§ **Excerpted text**
──────────────────────────────

I have a friend who was a great engineer with a Masters in CS/Math now living in a car in Texas as he was unable to find employment for over a year and people wouldn't touch him because if he was out of work so long that "there must be something wrong with him", he is physically crippled so he can't work in a 711 or stock shelves or do almost any manual labor, but he was very intelligent, creative, and a very hard worker. Now his home is a hammock between two trees in nowhere Texas. I know another engineer that went from a six figure salary as a senior engineer to about $25K a year as a test technician because his employer didn't let him train on new technology, then they dumped him when they phased out the product line he helped design. But hey, keep those H-1B Visas coming! Our high tech companies can't afford to retrain people, it’s better to just discard them! If you want to hear the ironic part, my friend living in a car in Texas came here on an H-1 Visa from another country and became a citizen. Welcome to the land of milk and honey.
I was just out of work for over 1.5 years, because fo the crash (thank you Goldman! and banksters), I was almost completely wiped out financially during crash and the time out of work. I went from having about 150K in the bank (and market) to now having about $12K. This is almost the same place I was in 1980 except I own no home now and have two kids in college. I have worked for most of the largest best know high tech companies at a principle engineering level. To get re-employed I finally spent the last year of my unemployment studying the new latest greatest thing (embedded Linux) at home, and then rewriting my resume to show I had done it in the last 3-4 jobs I've held as well as "invented" contracts jobs in the last 1.5 years to show I was working. Then I lied my ass off and finally got a job. I could answer the technical questions, and my resume reflected that I had done the work. Integrity is a very expensive thing when you weight it against feeding and clothing your family, but at least I am not making bombs. I am now after 6 months one of their better engineers at my new company I am earning 1/2 of my previous pay 2 years ago, but I would never have been hired if they had known what really was my history. I am sure all of the CEOs have taken a pay cut tooSealed. I think most engineers are too naive to understand this, or have the integrity to not lie to get a job.. But this is what it comes down too as a fundamental choice. I made mine.
During my unemployment, I was offered several opportunities working on weapons systems for military contractors. I chose that I would live in my car before I did that. Military contractor jobs are the only ones that you don't have to compete with H1B via holders as they can't get a clearance.
All the big companies have been moving the jobs overseas, and the jobs that are here we have to compete with lower paid H1B visa holders. The big corporations broke the unions by letting illegal aliens to do the drive wages down in the blue collars trades, and it worked like a charm. Now for the last 10 years they have been allowing wages to be held down or reduced for white collar workers by outsourcing jobs without a penalty and using H1B visas domestically. This isn't just engineering jobs, it is almost all professional jobs that take 4-8 years of college to get, you name it, and it’s probably on the list. Wonder why CEO salaries are at much greater ratios than in the 1960s? Aside from naked greed, you would have to get a greater ratio if you were driving down the labor just to stay even with what you were making.

──────────────────────────────

§ **Dataset excerpts**

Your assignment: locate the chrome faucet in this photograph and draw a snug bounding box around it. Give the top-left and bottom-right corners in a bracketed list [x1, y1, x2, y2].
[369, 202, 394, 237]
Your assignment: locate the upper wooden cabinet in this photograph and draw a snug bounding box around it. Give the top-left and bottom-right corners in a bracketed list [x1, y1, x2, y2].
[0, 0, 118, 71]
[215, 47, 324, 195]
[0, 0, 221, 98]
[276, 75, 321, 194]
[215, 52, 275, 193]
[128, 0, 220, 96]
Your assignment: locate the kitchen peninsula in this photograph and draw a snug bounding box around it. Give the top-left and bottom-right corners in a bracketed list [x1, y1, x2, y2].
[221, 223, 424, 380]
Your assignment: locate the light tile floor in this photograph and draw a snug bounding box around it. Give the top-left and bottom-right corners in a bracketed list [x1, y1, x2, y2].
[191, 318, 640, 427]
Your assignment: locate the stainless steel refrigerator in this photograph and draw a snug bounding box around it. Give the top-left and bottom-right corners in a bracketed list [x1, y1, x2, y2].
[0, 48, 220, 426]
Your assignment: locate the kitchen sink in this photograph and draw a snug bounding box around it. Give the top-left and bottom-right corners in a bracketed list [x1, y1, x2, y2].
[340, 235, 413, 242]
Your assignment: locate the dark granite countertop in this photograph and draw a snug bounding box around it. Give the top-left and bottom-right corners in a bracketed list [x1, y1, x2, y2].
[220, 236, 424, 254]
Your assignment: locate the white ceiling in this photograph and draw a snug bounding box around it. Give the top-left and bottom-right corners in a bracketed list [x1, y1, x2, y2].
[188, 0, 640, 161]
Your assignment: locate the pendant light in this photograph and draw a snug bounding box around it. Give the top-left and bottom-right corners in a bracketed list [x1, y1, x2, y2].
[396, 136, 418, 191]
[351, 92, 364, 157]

──────────────────────────────

§ **Work task 1**
Quote the part of the comment on engineering jobs that opens with the words containing "All the big" and closes with "you were making.".
§ **Work task 2**
Summarize the comment on engineering jobs in two sentences.

§ **Exercise output 1**
All the big companies have been moving the jobs overseas, and the jobs that are here we have to compete with lower paid H1B visa holders. The big corporations broke the unions by letting illegal aliens to do the drive wages down in the blue collars trades, and it worked like a charm. Now for the last 10 years they have been allowing wages to be held down or reduced for white collar workers by outsourcing jobs without a penalty and using H1B visas domestically. This isn't just engineering jobs, it is almost all professional jobs that take 4-8 years of college to get, you name it, and it’s probably on the list. Wonder why CEO salaries are at much greater ratios than in the 1960s? Aside from naked greed, you would have to get a greater ratio if you were driving down the labor just to stay even with what you were making.

§ **Exercise output 2**
The writer describes an engineer friend now living in a car in Texas after over a year without work and another engineer who went from a six-figure salary to about $25K a year. The writer also describes getting hired at half the former pay only after 1.5 years of unemployment and a falsified resume, refusing weapons-system work, and argues that big companies hold down professional wages by moving jobs overseas and using H1B visa holders.